BEGIN PASSAGE GIVEN

Treasury yield curve steepens, spread to investment grade widens. The Treasury yield curve steepened over the past week despite recent data suggesting global economic activity, particularly in China, ticked lower. Instead, more dovish comments from Federal Reserve Chair Jerome Powell and other central bank officials amid the backdrop of a robust labor market, healthy wage growth, and moderate price inflation have helped to not only push longer-term rates higher, but also increase the spread between Treasuries and comparable maturity investment grade (IG) corporate debt. At current levels, we think IG valuations look attractive. Should Treasury yields continue to rise gradually while IG yields stay flat or contract, which we expect, IG returns should hold up relatively well.
TED spread’s economic signal. Credit stress among banks has remained relatively calm recently, signaling an economic recession may not be as imminent as some investors fear. On the LPL Research blog today, we’ll highlight recent movement in the TED spread, or the spread between the 3-month London interbank offered rate (LIBOR) and the 3-month Treasury yield, a measure that gained notoriety for its foreshadowing of the financial crisis.
Putting the good start in perspective. Today is the 10th trading day of 2019, with the S&P 500 Index up 3.0% for the year after 9 trading days. 2018 saw the S&P 500 up 4.2% on day 9 but it finished the year down 6.2%, so a good start to a year is by no means a perfect indicator for continued market strength. At the same time, historically we’ve seen good starts to a year produce solid returns. In fact, starting in 1950, when the S&P 500 was up 2.5% or more on the 5th day of the year (like 2019) the full year had been higher the previous 12 times in a row, with 2018 officially ending this streak. There are many other things that matter more for how stocks will perform during a year than how the first few days do, but it is worth noting this seemingly random indicator did have a nice record until last year.

END PASSAGE GIVEN

TO DO
a – Please print the market commentary exactly, everything from "Treasury yield curve steepens, spread" down to "up relatively well.".
b – Sum up the market commentary in two sentences.
c – Write the next part of the market commentary, picking up after its last sentence.

BEGIN SUPPLIED MATERIAL

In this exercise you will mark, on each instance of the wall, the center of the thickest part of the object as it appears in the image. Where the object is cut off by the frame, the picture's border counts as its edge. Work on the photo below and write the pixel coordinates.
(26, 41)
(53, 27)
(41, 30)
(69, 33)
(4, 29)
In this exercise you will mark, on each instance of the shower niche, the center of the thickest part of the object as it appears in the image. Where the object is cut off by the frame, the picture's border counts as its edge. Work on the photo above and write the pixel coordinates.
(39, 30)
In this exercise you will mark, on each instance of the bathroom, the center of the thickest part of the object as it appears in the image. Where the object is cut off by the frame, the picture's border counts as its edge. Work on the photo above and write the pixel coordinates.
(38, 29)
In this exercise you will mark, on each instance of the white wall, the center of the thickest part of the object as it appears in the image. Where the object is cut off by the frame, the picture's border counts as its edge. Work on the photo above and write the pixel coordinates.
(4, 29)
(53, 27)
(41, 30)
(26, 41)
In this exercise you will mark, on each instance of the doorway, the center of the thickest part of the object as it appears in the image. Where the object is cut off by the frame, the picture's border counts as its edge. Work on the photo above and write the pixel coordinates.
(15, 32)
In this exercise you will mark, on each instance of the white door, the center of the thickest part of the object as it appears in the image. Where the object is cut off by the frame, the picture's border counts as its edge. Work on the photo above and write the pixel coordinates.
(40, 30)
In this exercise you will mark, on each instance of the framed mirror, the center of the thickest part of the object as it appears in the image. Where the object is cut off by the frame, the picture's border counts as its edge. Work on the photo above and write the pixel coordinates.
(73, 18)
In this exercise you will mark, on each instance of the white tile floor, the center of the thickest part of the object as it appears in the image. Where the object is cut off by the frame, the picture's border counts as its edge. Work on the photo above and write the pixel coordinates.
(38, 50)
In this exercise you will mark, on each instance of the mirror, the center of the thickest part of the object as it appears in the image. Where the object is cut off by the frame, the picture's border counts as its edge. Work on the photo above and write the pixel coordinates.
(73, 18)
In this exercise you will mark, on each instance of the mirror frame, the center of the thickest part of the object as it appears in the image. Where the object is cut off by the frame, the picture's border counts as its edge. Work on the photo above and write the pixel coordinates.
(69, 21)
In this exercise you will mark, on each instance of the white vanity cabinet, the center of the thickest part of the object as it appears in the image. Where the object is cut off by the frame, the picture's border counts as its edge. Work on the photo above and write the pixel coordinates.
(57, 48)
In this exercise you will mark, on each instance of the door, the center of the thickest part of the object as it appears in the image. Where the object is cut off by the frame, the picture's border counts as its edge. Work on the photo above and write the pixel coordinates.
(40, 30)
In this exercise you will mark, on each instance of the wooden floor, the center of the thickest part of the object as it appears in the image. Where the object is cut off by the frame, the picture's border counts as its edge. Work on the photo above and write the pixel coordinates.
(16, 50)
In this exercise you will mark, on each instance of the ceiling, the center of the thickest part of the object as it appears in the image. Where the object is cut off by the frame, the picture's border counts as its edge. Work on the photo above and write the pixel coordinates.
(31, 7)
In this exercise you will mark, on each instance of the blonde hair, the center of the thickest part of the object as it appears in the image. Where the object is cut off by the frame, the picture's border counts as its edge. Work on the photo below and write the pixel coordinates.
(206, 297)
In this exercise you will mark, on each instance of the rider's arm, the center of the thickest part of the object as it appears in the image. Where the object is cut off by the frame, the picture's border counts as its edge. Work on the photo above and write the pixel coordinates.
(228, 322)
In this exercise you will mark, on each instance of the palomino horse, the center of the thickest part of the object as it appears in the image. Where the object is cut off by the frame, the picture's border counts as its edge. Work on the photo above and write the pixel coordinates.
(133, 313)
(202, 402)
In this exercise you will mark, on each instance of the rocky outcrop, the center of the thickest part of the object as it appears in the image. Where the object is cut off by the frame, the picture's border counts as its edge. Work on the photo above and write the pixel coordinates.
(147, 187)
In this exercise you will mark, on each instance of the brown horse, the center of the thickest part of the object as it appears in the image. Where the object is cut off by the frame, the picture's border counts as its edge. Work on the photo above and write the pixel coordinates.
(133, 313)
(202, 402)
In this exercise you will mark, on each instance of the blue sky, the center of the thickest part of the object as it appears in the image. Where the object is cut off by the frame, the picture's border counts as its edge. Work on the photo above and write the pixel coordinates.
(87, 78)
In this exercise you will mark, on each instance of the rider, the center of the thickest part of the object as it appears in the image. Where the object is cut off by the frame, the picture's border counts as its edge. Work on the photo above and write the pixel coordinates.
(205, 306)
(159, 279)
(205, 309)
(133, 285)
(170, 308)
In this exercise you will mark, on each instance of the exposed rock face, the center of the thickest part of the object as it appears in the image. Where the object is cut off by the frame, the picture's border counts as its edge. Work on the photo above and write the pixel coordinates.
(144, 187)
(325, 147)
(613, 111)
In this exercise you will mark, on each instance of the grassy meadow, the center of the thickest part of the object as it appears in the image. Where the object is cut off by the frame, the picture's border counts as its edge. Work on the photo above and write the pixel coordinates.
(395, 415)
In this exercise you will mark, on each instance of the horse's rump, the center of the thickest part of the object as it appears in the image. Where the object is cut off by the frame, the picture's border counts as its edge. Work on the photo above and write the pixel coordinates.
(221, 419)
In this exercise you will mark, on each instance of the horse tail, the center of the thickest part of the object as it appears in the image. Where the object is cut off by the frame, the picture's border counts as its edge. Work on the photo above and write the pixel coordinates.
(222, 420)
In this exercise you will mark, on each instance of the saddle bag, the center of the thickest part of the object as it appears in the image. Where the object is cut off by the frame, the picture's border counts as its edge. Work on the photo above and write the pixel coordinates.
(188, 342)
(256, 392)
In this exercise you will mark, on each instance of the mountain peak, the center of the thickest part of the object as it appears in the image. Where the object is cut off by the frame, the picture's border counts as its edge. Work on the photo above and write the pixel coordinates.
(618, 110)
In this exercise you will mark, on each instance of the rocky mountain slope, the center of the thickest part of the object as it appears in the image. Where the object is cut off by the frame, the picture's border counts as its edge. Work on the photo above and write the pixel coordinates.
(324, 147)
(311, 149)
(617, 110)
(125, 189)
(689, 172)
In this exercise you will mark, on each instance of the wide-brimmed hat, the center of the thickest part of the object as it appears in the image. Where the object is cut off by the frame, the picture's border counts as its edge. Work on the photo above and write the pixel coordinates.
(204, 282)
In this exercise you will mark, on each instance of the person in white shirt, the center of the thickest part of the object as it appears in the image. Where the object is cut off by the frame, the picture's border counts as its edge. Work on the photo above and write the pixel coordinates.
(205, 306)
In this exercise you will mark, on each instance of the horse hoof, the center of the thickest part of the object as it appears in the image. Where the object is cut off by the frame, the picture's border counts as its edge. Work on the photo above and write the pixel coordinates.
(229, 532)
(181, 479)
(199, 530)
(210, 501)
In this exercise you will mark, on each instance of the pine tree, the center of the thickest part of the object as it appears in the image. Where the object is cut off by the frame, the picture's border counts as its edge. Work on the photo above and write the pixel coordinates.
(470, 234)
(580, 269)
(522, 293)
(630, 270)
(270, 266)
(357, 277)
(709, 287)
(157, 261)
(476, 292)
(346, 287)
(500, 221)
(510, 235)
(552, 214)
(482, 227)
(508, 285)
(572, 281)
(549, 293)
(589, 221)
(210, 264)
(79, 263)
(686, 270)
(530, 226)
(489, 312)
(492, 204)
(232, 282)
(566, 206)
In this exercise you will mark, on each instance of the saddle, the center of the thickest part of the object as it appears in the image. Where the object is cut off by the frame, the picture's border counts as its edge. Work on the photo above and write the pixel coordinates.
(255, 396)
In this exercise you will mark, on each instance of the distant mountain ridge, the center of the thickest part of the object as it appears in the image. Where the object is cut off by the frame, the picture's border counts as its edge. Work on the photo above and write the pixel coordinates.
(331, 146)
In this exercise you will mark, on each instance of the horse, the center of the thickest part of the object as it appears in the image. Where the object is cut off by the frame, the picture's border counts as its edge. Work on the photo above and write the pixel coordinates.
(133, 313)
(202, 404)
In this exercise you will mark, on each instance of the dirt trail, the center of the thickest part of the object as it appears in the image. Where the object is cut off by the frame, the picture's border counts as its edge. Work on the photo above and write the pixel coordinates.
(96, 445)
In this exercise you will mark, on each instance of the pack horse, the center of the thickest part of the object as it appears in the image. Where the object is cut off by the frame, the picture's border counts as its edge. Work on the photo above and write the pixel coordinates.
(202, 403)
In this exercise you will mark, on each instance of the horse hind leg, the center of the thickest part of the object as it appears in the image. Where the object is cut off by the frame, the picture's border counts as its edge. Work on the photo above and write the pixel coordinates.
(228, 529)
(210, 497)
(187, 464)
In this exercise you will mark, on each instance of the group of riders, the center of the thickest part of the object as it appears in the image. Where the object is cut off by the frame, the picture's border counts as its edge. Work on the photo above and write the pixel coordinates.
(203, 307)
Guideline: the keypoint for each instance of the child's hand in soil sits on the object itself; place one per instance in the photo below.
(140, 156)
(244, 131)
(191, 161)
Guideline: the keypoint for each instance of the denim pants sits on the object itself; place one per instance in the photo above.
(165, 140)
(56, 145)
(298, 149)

END SUPPLIED MATERIAL

EXERCISE RESULTS
a –
Treasury yield curve steepens, spread to investment grade widens. The Treasury yield curve steepened over the past week despite recent data suggesting global economic activity, particularly in China, ticked lower. Instead, more dovish comments from Federal Reserve Chair Jerome Powell and other central bank officials amid the backdrop of a robust labor market, healthy wage growth, and moderate price inflation have helped to not only push longer-term rates higher, but also increase the spread between Treasuries and comparable maturity investment grade (IG) corporate debt. At current levels, we think IG valuations look attractive. Should Treasury yields continue to rise gradually while IG yields stay flat or contract, which we expect, IG returns should hold up relatively well.

b – The Treasury yield curve steepened and the spread between Treasuries and investment grade corporate debt widened, making IG valuations look attractive, while calm credit stress among banks, as tracked by the TED spread, suggests a recession may not be as imminent as some investors fear. The S&P 500 was up 3.0% after 9 trading days of 2019, and good starts have historically produced solid returns, but 2018's drop after a strong start shows this is no perfect indicator.

c –
NEW LPL Market Signals Podcast. In this week’s episode of the Market Signals Podcast, LPL Financial Chief Investment Strategist John Lynch and Senior Market Strategist Ryan Detrick look at another potentially solid quarter of earnings growth despite the government shutdown. Subscribe to the free Market Signals podcast series on iTunes, Google Play, Spotify or wherever you get your podcasts!
- Empire Manufacturing (Jan)
- PPI Report (MoM, Dec)
- Eurozone Trade Balance (Nov)
- Japan PPI Report (Dec)
- Retail Sales (MoM, Dec)
- Import Price Index (MoM, Dec)
- Export Price Index (MoM, Dec)
- Federal Reserve Beige Book Release (Jan)
- Germany CPI Report (Dec)
- Housing Starts (MoM, Dec)
- Building Permits (MoM, Dec)
- Initial Jobless Claims (Jan. 12)
- Eurozone CPI Report (Dec)
- Japan CPI Report (Dec)
- Japan Industrial Production (Nov)
- Industrial Production (MoM, Dec)
- University of Michigan Sentiment Index (Preliminary, Dec)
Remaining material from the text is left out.